• Problem to work on
Could you filter the records below and keep only the lines with the word "shrub"?

____

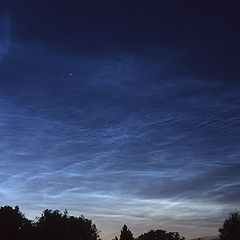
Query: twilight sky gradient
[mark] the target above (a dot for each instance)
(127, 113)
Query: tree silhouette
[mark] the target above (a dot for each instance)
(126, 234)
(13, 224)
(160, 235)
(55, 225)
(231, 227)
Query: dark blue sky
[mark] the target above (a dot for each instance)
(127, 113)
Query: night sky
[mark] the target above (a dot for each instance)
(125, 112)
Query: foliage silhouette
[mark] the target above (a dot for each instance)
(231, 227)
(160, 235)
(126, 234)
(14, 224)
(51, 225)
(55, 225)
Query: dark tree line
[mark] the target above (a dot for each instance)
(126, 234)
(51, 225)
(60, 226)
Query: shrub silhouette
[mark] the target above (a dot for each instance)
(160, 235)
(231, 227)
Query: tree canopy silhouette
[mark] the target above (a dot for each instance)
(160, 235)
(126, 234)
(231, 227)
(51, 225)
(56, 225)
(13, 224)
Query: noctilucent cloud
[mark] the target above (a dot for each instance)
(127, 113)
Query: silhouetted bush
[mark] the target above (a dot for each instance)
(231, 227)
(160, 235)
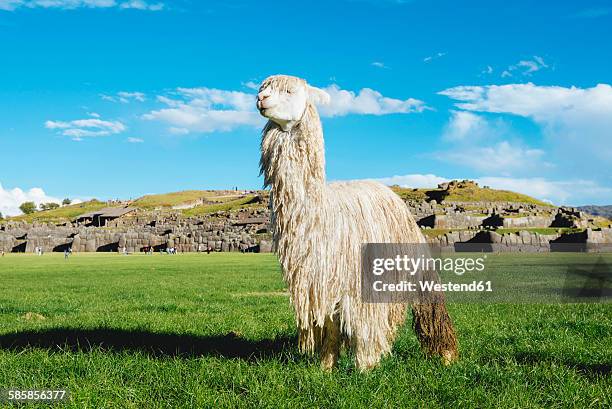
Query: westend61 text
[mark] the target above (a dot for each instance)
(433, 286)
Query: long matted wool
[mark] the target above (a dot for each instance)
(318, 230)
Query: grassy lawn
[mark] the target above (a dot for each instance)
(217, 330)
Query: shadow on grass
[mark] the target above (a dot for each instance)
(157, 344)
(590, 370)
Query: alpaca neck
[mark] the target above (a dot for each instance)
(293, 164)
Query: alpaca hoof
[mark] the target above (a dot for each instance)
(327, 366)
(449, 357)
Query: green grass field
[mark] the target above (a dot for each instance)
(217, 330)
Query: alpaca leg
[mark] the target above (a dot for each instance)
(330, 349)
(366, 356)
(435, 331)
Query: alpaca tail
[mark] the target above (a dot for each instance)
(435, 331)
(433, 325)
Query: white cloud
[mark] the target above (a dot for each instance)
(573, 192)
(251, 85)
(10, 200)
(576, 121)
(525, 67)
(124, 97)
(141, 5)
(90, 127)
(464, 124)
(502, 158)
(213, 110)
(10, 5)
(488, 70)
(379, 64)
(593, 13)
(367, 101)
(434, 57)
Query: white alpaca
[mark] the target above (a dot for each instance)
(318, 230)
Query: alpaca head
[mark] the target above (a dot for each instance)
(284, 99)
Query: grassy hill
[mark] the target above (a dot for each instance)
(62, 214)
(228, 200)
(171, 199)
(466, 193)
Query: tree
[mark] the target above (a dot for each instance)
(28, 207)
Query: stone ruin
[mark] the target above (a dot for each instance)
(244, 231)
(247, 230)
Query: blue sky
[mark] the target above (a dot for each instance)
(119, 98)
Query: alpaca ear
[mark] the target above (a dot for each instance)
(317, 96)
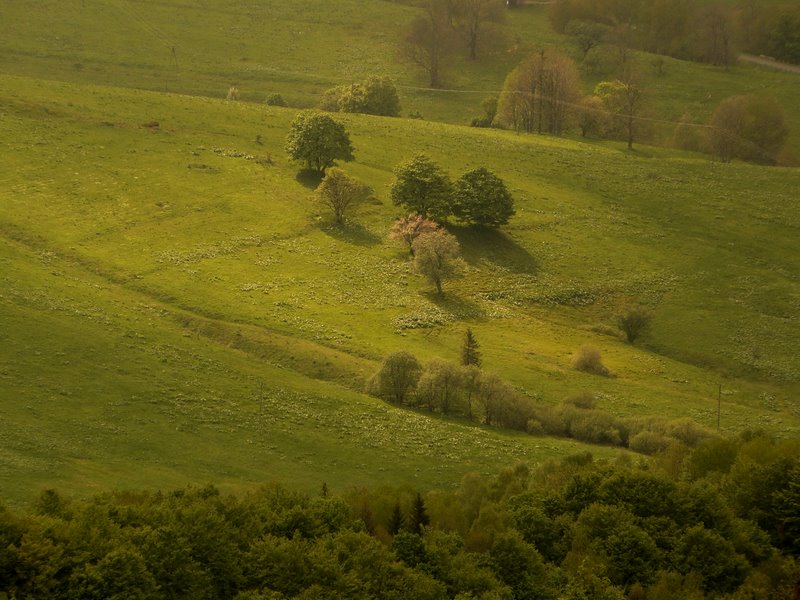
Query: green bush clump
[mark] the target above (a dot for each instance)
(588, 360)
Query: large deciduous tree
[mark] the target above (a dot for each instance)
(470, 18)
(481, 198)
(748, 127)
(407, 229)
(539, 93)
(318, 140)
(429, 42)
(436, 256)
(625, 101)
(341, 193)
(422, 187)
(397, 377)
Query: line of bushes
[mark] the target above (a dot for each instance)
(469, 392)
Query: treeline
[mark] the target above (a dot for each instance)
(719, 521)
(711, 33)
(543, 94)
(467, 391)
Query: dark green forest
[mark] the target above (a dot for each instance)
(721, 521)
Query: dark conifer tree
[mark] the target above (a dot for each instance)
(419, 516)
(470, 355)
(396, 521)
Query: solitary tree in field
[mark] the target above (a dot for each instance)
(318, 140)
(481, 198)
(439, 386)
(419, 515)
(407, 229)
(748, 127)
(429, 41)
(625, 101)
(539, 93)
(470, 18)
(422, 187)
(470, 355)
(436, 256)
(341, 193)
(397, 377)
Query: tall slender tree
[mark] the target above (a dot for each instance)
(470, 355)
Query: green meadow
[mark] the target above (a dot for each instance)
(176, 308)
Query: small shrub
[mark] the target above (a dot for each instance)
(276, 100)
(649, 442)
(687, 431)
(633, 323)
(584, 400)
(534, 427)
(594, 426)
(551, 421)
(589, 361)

____

• Task output
Query: shrub silhouette
Query: small shrub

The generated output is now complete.